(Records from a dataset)

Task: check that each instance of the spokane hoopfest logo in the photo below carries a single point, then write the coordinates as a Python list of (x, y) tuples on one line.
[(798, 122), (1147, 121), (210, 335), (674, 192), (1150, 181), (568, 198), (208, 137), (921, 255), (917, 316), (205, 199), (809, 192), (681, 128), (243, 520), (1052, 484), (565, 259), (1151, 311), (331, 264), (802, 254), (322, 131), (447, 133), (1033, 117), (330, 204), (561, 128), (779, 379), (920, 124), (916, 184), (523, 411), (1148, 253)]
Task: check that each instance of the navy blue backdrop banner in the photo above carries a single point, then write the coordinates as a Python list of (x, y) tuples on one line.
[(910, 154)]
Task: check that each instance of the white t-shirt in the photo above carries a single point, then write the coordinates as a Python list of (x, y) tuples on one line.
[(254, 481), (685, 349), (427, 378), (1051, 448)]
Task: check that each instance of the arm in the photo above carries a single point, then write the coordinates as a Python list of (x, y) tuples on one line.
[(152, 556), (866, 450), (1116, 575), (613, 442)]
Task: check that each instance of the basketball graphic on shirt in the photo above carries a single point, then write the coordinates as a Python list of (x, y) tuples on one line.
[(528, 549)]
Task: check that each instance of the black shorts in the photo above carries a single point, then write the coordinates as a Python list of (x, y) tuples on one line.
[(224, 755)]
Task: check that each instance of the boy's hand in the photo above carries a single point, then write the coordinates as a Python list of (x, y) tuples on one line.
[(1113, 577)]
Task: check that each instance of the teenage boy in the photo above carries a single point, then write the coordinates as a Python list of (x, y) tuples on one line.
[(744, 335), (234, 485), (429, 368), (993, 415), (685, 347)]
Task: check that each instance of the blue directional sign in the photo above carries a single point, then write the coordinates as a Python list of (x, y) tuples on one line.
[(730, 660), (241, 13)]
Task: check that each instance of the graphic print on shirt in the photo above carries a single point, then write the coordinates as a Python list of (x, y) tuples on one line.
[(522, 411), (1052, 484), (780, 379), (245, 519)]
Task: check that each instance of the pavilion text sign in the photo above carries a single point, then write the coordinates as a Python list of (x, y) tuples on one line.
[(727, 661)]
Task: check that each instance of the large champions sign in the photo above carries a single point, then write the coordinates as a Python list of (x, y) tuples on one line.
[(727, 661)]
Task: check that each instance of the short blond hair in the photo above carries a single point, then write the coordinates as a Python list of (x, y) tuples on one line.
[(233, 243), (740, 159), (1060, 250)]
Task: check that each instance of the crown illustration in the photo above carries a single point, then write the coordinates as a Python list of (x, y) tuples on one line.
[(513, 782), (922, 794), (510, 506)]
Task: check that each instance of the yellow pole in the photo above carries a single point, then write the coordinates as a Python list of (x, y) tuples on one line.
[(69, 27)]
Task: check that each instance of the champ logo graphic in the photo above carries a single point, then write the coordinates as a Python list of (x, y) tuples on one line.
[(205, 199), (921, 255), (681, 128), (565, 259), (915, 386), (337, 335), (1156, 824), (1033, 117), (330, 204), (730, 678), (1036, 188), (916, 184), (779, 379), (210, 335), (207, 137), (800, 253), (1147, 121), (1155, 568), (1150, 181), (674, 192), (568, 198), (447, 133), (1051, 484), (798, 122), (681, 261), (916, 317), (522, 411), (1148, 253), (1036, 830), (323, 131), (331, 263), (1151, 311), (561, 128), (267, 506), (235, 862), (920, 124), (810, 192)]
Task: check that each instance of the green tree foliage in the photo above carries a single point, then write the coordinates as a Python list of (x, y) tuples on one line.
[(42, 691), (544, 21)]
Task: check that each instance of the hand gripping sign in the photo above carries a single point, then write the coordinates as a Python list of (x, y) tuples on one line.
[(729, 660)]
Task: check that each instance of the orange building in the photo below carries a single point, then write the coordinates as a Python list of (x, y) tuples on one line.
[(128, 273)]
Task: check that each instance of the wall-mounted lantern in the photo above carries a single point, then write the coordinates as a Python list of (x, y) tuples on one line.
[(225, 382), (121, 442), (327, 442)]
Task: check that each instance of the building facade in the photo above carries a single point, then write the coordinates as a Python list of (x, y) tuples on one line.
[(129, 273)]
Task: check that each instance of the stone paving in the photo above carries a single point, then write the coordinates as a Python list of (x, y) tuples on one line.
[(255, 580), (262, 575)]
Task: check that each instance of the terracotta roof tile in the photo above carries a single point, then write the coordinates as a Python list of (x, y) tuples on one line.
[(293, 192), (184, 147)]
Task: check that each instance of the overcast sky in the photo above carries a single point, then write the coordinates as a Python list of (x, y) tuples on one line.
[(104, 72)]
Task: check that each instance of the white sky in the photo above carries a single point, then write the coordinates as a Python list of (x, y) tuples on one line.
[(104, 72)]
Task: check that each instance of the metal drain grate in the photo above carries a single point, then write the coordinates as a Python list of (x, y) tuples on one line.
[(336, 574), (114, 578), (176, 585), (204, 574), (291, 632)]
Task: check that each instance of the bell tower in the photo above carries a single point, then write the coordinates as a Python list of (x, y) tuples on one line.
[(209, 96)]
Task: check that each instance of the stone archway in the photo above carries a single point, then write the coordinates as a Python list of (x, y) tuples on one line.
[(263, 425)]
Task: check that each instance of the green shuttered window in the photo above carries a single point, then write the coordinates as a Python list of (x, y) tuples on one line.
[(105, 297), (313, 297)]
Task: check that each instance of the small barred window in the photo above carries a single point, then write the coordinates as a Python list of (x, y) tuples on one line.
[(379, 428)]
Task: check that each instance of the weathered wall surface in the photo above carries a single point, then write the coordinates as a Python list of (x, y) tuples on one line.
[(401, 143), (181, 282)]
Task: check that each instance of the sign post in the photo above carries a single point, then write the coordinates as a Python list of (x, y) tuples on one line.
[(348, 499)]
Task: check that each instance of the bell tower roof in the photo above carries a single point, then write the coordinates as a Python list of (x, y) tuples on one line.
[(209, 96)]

TASK DIRECTIONS:
Reproduce verbatim every line from the one containing "Task: check that each instance of the overcast" through the one containing "[(379, 428)]", both included.

SOLUTION TO THIS EXERCISE:
Task: check that each instance of the overcast sky in the photo above carries a single point, then write the coordinates as a Python list of (x, y) tuples on one line.
[(104, 72)]
Task: check that each instance of the white sky in the photo above carries a single point, then write the coordinates as a Python list of (x, y) tuples on one line.
[(104, 72)]
Task: check that each instance of the metal drain grate in the photo above carries a single point, then write the coordinates as a Python list of (x, y) tuples on one line.
[(336, 574), (114, 578), (176, 585), (204, 574), (291, 632)]
Task: check that each instance of the bell tower in the photo above carries a single point, then write the coordinates as a Python list of (x, y) tuples on one line.
[(209, 96)]
Task: check that each instance of the stone archway in the photo above carries a single point, then write the coordinates as a Python list of (x, y) tuples on one line.
[(263, 425)]
Task: check that each instance of the green shuttered window in the photo above carries a single point, then write the coordinates as a Python list of (x, y) tuples on one line.
[(105, 297), (313, 297)]
Task: check that each instance of the small barred window in the photo above carries a single point, then write the coordinates as a Python list of (x, y) tuples on one line.
[(379, 428)]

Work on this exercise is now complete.